- **Exercise brief**
Quote every one of the records below word for word, without changing anything.

══ Data excerpts

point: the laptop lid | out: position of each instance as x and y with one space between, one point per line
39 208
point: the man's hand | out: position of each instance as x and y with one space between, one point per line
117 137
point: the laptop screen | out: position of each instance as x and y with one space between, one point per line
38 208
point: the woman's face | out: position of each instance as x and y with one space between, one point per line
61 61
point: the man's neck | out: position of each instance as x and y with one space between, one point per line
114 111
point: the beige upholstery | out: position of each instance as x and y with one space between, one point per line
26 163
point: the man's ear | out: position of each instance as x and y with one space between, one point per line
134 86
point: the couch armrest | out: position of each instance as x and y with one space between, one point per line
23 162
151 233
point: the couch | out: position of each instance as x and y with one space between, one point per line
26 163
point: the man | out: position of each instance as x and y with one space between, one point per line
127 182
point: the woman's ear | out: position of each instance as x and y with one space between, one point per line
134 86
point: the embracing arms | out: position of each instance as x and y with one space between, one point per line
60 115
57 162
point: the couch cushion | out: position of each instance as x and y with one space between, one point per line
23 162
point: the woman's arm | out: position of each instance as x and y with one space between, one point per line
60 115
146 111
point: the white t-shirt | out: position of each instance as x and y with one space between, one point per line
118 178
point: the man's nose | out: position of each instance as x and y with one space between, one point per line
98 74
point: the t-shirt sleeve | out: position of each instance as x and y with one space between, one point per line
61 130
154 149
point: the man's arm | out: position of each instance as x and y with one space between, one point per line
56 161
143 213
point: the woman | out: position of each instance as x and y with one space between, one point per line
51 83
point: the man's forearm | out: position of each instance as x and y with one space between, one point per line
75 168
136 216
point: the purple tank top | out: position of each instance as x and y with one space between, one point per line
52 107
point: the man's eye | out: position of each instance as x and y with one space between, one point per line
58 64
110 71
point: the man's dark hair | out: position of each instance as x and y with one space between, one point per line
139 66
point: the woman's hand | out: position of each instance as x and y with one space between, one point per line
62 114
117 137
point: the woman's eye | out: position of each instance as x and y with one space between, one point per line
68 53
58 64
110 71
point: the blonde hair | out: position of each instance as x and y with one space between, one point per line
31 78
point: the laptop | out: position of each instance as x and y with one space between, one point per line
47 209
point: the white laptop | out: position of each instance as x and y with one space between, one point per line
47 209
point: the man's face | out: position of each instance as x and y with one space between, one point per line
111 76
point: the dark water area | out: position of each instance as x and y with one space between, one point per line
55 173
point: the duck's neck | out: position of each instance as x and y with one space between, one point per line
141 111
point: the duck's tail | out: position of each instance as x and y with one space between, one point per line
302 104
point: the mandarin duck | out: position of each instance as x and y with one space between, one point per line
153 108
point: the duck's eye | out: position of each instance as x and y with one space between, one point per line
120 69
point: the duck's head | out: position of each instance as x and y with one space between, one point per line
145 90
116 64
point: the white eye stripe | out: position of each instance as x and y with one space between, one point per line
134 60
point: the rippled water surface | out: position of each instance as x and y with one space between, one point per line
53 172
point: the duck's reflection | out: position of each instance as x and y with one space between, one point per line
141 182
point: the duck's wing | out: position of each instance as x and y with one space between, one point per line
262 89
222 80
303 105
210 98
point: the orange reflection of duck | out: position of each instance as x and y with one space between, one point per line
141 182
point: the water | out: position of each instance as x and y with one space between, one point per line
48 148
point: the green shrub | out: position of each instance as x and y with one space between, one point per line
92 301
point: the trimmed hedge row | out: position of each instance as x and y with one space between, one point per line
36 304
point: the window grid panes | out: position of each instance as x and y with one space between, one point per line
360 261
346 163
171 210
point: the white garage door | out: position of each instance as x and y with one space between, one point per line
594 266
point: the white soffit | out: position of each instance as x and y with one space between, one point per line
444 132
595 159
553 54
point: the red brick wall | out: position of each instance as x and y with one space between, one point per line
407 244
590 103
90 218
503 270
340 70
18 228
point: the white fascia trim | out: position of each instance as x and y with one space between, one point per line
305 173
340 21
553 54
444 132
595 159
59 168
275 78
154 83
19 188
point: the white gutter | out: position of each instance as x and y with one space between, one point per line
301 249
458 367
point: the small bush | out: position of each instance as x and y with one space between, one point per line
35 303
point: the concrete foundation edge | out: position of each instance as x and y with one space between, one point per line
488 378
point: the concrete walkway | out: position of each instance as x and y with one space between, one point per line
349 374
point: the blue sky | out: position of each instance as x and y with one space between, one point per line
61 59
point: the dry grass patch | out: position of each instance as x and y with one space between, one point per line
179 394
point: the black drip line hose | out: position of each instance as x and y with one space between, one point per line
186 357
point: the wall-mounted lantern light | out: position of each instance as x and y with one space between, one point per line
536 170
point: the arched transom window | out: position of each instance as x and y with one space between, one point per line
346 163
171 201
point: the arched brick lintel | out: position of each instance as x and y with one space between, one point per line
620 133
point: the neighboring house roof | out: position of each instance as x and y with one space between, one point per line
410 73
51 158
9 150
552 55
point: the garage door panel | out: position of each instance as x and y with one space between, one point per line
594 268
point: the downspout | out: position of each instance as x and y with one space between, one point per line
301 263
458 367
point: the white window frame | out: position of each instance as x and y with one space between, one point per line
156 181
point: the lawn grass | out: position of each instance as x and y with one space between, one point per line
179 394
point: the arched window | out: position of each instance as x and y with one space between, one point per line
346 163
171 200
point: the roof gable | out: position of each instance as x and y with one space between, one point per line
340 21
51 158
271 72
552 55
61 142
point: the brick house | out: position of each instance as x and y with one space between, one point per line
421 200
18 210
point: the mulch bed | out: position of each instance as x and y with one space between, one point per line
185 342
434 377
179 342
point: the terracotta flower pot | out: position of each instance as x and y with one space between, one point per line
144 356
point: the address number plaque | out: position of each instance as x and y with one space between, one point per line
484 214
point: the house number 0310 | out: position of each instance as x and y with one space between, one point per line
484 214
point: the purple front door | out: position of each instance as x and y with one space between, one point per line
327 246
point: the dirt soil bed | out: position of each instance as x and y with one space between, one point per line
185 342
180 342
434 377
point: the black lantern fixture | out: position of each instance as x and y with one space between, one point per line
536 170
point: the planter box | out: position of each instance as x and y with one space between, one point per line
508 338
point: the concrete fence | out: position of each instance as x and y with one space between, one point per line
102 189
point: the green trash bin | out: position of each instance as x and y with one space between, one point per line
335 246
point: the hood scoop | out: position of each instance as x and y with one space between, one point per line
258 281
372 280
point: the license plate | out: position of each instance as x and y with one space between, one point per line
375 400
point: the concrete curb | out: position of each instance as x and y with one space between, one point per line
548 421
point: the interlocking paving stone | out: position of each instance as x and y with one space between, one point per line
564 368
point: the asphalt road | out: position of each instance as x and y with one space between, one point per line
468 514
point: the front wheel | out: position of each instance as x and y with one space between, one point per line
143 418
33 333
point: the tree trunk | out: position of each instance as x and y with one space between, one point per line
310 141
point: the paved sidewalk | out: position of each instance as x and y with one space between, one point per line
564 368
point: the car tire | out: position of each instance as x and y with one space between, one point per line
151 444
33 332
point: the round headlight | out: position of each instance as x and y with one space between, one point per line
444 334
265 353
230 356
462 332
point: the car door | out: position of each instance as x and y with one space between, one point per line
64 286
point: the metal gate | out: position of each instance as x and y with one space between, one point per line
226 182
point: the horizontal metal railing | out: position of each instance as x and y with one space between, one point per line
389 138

════

- **Task output**
point: the laptop lid | out: position of each instance as x and y with one space between, one point per line
39 208
point: the man's hand | out: position of each instance as x and y with one space between, one point per line
117 137
point: the laptop screen | out: position of each instance as x and y with one space between, one point per line
38 208
point: the woman's face | out: position of each instance as x and y with one space between, one point per line
61 61
point: the man's neck | out: position of each instance as x and y with one space between, one point per line
114 111
point: the beige upholstery | out: position of each instance as x and y with one space between, one point per line
26 163
point: the man's ear | out: position of each instance as x and y with one space between, one point per line
134 86
point: the couch armrest | out: position of each instance as x and y with one space between, one point per line
23 162
151 233
point: the couch | out: position of each instance as x and y with one space between, one point per line
26 163
point: the man | out: position of each instance as x and y with one space between, one point per line
127 182
point: the woman's ear | out: position of each instance as x and y with one space between, one point per line
134 86
point: the embracing arms | out: position of each instance as x and y with one space between, one point per line
60 115
57 162
point: the couch cushion | out: position of each instance as x and y with one space between, one point per line
23 162
point: the woman's arm | out: position of each instance as x and y with one space between, one point per line
60 115
146 111
point: the white t-shirt | out: position of each instance as x and y with one space between, one point per line
118 178
point: the man's nose | out: position of each instance as x and y with one space between, one point per line
98 74
point: the t-shirt sleeve | out: position of each instance as x and y with one space between, one point per line
61 130
154 149
point: the man's arm | out: position of each instance as x and y with one space between, one point per line
56 161
143 213
point: the woman | out: position of each instance as x and y with one space between, one point per line
51 83
point: the man's forearm | out: position of each instance as x and y with one space between, one point per line
75 168
136 216
point: the purple tank top | out: position of each instance as x and y with one space between, one point per line
52 107
point: the man's eye | out: position of each instance as x and y with one space between, one point per line
58 64
110 71
point: the man's dark hair | out: position of each instance as x and y with one space between, one point per line
139 66
point: the woman's hand | out: position of each instance as x and y with one space between, one point per line
62 114
117 137
point: the woman's eye | out: position of each instance as x and y with one space between, one point per line
68 53
58 64
110 71
point: the blonde hair | out: position of each instance as x and y with one space between, one point per line
31 78
point: the laptop | out: position of each instance as x and y with one space between, one point per line
47 209
point: the white laptop | out: position of each instance as x and y with one space between, one point per line
47 209
point: the man's face | out: position of each instance as x and y with one space between, one point per line
111 76
point: the dark water area | out: position of each instance as x and y with one space between, one point per line
55 173
point: the duck's neck | out: position of each instance as x and y with one space between, one point per line
141 111
point: the duck's tail | out: position of each instance as x and y with one space between, one point per line
302 104
point: the mandarin duck | out: position of each instance as x and y with one space between, one point per line
153 108
point: the duck's eye | out: position of each instance as x and y with one space between, one point per line
120 69
point: the duck's head | out: position of each instance as x and y with one space between, one point per line
145 90
116 64
point: the white eye stripe | out: position of each instance as x and y with one space between, one point per line
134 60
point: the rippled water surface | out: position of each instance as x and y with one space between, one point per line
53 172
point: the duck's reflection | out: position of each instance as x and y with one space between, one point per line
141 182
point: the duck's wing | out: position of each instance as x and y with one space between, one point per line
262 89
222 80
303 105
210 98
point: the orange reflection of duck | out: position of each instance as x and y with one space between, one point per line
141 182
point: the water | out: position of each instance as x and y with one space between, one point per line
48 148
point: the green shrub | out: position of each instance as x and y with one space between, one point per line
92 301
point: the trimmed hedge row | out: position of each instance as x and y with one space between, one point per line
36 304
point: the window grid panes | out: position of each instance as x and y with one space between, one point per line
360 261
346 163
171 210
point: the white garage door | out: position of each instance as x and y with one space between, one point per line
594 266
point: the white soffit | out: position of each instance as x and y with one space between, one point per line
444 132
595 159
553 54
point: the red brick wall | out: position of each instance as x and y with one space between, one point per line
407 244
590 103
90 218
503 270
340 70
18 228
point: the white fascia trim | out: position of each instance as x and y with one space between, one point per line
305 173
340 21
553 54
444 132
595 159
59 168
275 78
154 83
19 188
point: the white gutter | out: position of each instance as x and y with one space between, one point per line
301 249
458 367
point: the small bush | out: position of each instance as x and y with one space between, one point per line
35 303
point: the concrete foundation edge | out: position of each instance as x and y with one space between, one point per line
488 378
point: the concrete walkway | out: position of each instance as x and y with one space between, one point per line
349 374
point: the blue sky | out: position of each instance as x and y with one space between, one point per line
61 59
point: the dry grass patch | out: position of each instance as x and y with one space between, one point per line
179 394
point: the black drip line hose | out: position of each instance as x and y with one space between, one point per line
186 357
point: the wall-mounted lantern light | out: position of each instance as x and y with one space between, one point per line
536 170
point: the arched transom window | out: position of each instance as x and y with one space between, one point per line
346 163
171 201
point: the arched brick lintel | out: position of each instance as x and y with one space between, one point per line
620 133
point: the neighboring house roof | out: position of each instance as x and y with one space between, one point per line
410 73
51 158
9 150
552 55
point: the garage door panel | out: position of each instance as x and y with one space between, one point per line
594 268
point: the downspout | out: position of each instance as x and y with one space between, one point per line
301 263
458 367
point: the white window frame | out: position of each instance as x and y with one space between, one point per line
156 181
point: the lawn grass | out: position of each instance as x and y with one space between, one point per line
179 394
point: the arched window | out: position of each instance as x and y with one space between, one point per line
346 163
171 200
point: the roof gable | out: position of each instance as x and y with one space between, one point per line
340 21
51 158
271 72
552 55
61 142
point: the brick house | out: position of each instance as x and y with one space between, one point per line
421 200
18 210
point: the mulch bed | out: position of each instance as x and y with one space between, one point per line
185 342
434 377
179 342
point: the terracotta flower pot | out: position of each instance as x and y with one space between, one point per line
144 356
point: the address number plaque | out: position of each instance as x and y with one space between, one point per line
484 214
point: the house number 0310 | out: position of each instance as x and y with one space between, one point per line
484 214
point: the purple front door | out: position of each instance as x and y with one space between, one point per line
327 246
point: the dirt soil bed | out: position of each instance as x and y with one space between, one point per line
185 342
180 342
434 377
point: the black lantern fixture | out: position of each instance as x and y with one space between, one point per line
536 170
point: the planter box | out: position of each instance as x and y with one space between, one point per line
508 338
point: the concrete fence | out: position of each instance as x and y with one space between, one point per line
102 189
point: the green trash bin | out: position of each instance as x and y with one space between, one point per line
335 246
point: the hood scoop | out: position of each instance as x and y with one space between, one point per line
258 281
372 280
point: the license plate | out: position of each instance as x and y with one space between, one point per line
375 400
point: the concrete curb | out: position of each instance as x and y with one space between, one point per line
548 421
point: the interlocking paving stone | out: position of each instance as x and y with one space between, one point per line
564 368
point: the asphalt road | out: position of each instance as x and y with one space between, one point per line
468 514
point: the front wheel | out: position of each instance as x and y with one space between, one point per line
143 418
33 333
point: the tree trunk | out: position of each instance as x and y with one space between, one point per line
310 141
point: the paved sidewalk | out: position of each instance as x and y with one space between, one point per line
564 368
point: the car tire | out: position of each instance as x and y with one space between, one point per line
151 444
33 332
point: the round headlight | out: position of each instance as x and y with one space between, one point per line
444 334
265 353
230 356
462 332
point: the car door | out: position of each instance as x and y with one space between, one point per line
64 286
point: the metal gate | out: position of each instance as x and y with one space between, one point per line
226 182
point: the horizontal metal railing | out: position of each instance as x and y with one space between, one point per line
389 138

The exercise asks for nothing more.